Would you repeat every line below exactly, please?

- **Dataset entries**:
..........

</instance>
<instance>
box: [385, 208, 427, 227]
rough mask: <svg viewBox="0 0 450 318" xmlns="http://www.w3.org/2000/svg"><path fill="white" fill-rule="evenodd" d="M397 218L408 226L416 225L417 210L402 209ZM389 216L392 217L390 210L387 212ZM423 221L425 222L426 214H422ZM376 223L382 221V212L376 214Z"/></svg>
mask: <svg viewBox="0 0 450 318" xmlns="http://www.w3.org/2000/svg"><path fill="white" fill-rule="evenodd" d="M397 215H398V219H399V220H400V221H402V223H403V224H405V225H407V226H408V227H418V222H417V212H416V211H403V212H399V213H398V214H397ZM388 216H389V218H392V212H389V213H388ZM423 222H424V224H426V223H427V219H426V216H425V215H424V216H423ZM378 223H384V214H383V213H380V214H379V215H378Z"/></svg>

..........

- **Answer section**:
</instance>
<instance>
box: [385, 208, 427, 227]
rough mask: <svg viewBox="0 0 450 318" xmlns="http://www.w3.org/2000/svg"><path fill="white" fill-rule="evenodd" d="M397 218L408 226L416 225L417 210L402 209ZM389 216L392 217L390 210L387 212ZM423 221L425 222L426 214H422ZM376 223L382 221V212L376 214Z"/></svg>
mask: <svg viewBox="0 0 450 318" xmlns="http://www.w3.org/2000/svg"><path fill="white" fill-rule="evenodd" d="M397 215H398V219H399V220H400V221H402V223H403V224H405V225H407V226H408V227H418V222H417V212H416V211H403V212H399V213H398V214H397ZM388 216H389V218H392V212H389V213H388ZM423 222H424V224H426V223H427V219H426V216H425V215H424V216H423ZM378 223H384V214H383V213H380V214H379V215H378Z"/></svg>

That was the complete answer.